• **Your instructions**: For the entries that follow, say how many lines hold the string "wall", with nothing else in the reply.

• **Data records**:
=-=-=

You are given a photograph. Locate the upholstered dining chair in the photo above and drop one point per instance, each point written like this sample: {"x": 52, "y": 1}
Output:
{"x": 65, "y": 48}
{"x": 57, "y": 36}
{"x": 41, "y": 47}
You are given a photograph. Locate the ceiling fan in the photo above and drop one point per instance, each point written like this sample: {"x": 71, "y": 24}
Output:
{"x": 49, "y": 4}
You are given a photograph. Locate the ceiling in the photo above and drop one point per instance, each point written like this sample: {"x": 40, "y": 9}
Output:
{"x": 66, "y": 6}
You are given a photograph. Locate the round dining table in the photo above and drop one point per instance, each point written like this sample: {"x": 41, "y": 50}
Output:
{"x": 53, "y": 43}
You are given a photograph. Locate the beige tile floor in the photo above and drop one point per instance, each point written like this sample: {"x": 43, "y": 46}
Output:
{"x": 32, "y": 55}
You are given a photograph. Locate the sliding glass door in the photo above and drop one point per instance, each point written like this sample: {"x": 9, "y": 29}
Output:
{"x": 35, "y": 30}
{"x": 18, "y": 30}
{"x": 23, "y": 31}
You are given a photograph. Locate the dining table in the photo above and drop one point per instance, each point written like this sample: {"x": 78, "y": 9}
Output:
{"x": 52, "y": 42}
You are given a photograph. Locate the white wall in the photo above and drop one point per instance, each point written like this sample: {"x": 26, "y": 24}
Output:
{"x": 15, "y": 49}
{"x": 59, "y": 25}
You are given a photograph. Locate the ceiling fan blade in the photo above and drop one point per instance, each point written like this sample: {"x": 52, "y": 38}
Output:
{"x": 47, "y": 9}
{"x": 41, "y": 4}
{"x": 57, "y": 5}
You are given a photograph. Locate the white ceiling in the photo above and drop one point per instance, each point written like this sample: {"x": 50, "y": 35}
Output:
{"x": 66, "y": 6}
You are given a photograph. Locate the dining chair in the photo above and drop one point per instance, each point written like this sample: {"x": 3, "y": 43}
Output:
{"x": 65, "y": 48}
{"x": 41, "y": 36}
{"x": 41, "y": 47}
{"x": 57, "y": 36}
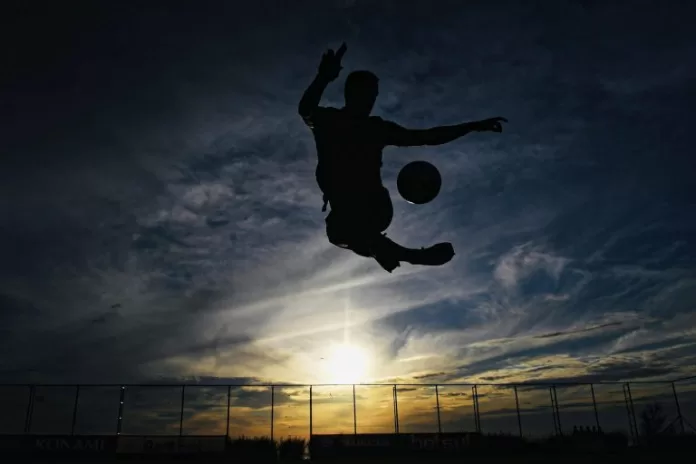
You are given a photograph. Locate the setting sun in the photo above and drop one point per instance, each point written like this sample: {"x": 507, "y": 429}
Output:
{"x": 347, "y": 364}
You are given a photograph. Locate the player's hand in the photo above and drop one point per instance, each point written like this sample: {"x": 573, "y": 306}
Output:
{"x": 490, "y": 125}
{"x": 330, "y": 66}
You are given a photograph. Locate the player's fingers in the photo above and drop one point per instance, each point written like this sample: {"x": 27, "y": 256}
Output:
{"x": 341, "y": 51}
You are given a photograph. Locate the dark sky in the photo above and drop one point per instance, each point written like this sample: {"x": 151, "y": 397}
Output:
{"x": 160, "y": 218}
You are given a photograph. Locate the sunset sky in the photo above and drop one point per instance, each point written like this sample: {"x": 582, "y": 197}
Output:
{"x": 161, "y": 221}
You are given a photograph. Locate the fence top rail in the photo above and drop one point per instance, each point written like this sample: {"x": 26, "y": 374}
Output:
{"x": 296, "y": 385}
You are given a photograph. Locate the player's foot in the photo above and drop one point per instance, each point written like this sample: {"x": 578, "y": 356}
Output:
{"x": 436, "y": 255}
{"x": 388, "y": 263}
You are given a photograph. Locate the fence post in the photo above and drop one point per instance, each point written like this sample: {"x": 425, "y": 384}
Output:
{"x": 227, "y": 424}
{"x": 477, "y": 416}
{"x": 355, "y": 414}
{"x": 557, "y": 410}
{"x": 74, "y": 420}
{"x": 181, "y": 413}
{"x": 121, "y": 399}
{"x": 311, "y": 418}
{"x": 272, "y": 409}
{"x": 396, "y": 409}
{"x": 630, "y": 411}
{"x": 30, "y": 409}
{"x": 517, "y": 406}
{"x": 676, "y": 402}
{"x": 437, "y": 404}
{"x": 594, "y": 406}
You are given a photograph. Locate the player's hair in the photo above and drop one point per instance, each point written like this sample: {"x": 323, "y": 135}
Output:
{"x": 359, "y": 81}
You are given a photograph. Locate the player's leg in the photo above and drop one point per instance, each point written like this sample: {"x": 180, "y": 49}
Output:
{"x": 358, "y": 226}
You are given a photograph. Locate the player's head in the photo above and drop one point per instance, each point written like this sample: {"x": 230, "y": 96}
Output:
{"x": 361, "y": 91}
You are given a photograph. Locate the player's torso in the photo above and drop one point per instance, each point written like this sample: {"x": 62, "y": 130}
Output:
{"x": 349, "y": 151}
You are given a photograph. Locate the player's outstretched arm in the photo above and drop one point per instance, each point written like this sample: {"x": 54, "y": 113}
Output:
{"x": 402, "y": 137}
{"x": 329, "y": 69}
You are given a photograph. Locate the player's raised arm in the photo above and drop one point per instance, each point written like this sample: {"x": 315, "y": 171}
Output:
{"x": 399, "y": 136}
{"x": 329, "y": 69}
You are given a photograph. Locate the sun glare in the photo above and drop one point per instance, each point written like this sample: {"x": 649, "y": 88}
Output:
{"x": 347, "y": 364}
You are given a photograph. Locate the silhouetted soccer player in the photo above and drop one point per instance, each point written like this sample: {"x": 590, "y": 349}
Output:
{"x": 349, "y": 146}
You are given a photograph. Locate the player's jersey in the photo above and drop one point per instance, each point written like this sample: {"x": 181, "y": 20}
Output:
{"x": 349, "y": 151}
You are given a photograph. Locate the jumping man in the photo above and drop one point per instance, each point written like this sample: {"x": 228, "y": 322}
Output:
{"x": 349, "y": 146}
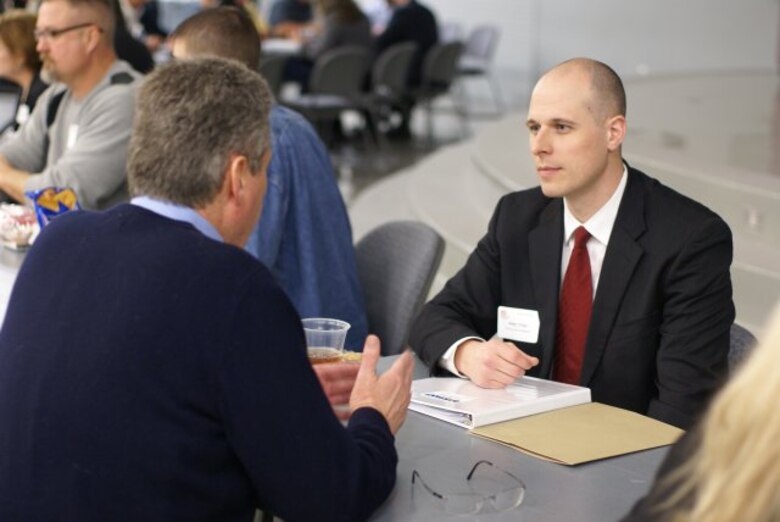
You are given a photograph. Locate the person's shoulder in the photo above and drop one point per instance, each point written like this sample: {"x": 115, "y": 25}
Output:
{"x": 529, "y": 199}
{"x": 289, "y": 124}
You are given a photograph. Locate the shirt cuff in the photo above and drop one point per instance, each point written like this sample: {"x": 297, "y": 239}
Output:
{"x": 447, "y": 361}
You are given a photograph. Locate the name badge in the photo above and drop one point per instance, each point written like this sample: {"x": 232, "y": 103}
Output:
{"x": 73, "y": 135}
{"x": 518, "y": 324}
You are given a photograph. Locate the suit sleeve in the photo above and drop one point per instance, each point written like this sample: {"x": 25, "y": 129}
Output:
{"x": 467, "y": 305}
{"x": 695, "y": 324}
{"x": 282, "y": 427}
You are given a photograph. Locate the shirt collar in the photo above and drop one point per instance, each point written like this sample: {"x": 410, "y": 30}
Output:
{"x": 600, "y": 224}
{"x": 178, "y": 213}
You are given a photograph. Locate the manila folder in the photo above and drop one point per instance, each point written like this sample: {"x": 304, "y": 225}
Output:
{"x": 582, "y": 433}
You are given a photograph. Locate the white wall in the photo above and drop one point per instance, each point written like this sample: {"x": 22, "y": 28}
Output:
{"x": 634, "y": 37}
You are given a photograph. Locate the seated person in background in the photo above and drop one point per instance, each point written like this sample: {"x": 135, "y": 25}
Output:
{"x": 410, "y": 22}
{"x": 612, "y": 280}
{"x": 304, "y": 236}
{"x": 144, "y": 23}
{"x": 164, "y": 373}
{"x": 78, "y": 133}
{"x": 342, "y": 24}
{"x": 127, "y": 47}
{"x": 248, "y": 7}
{"x": 19, "y": 61}
{"x": 288, "y": 16}
{"x": 726, "y": 469}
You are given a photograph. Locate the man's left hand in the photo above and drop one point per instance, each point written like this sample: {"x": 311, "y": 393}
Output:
{"x": 337, "y": 381}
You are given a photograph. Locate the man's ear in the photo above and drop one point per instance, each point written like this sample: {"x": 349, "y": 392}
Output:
{"x": 616, "y": 132}
{"x": 93, "y": 36}
{"x": 237, "y": 170}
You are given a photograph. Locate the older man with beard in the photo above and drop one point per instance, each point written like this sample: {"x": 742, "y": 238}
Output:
{"x": 78, "y": 134}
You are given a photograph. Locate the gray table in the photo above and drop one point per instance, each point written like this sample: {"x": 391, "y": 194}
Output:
{"x": 10, "y": 261}
{"x": 444, "y": 454}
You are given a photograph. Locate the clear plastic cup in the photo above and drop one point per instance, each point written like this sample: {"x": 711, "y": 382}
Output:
{"x": 325, "y": 339}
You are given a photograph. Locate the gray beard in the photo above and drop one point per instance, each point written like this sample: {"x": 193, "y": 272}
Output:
{"x": 48, "y": 76}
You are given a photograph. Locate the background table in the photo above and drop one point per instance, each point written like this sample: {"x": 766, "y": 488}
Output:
{"x": 443, "y": 454}
{"x": 10, "y": 261}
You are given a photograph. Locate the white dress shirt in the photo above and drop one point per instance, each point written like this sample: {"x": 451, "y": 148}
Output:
{"x": 599, "y": 226}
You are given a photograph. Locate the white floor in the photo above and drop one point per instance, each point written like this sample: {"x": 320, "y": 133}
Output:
{"x": 712, "y": 137}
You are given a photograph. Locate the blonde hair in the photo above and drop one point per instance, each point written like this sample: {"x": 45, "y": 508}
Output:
{"x": 17, "y": 32}
{"x": 734, "y": 472}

=-=-=

• **Written answer**: 2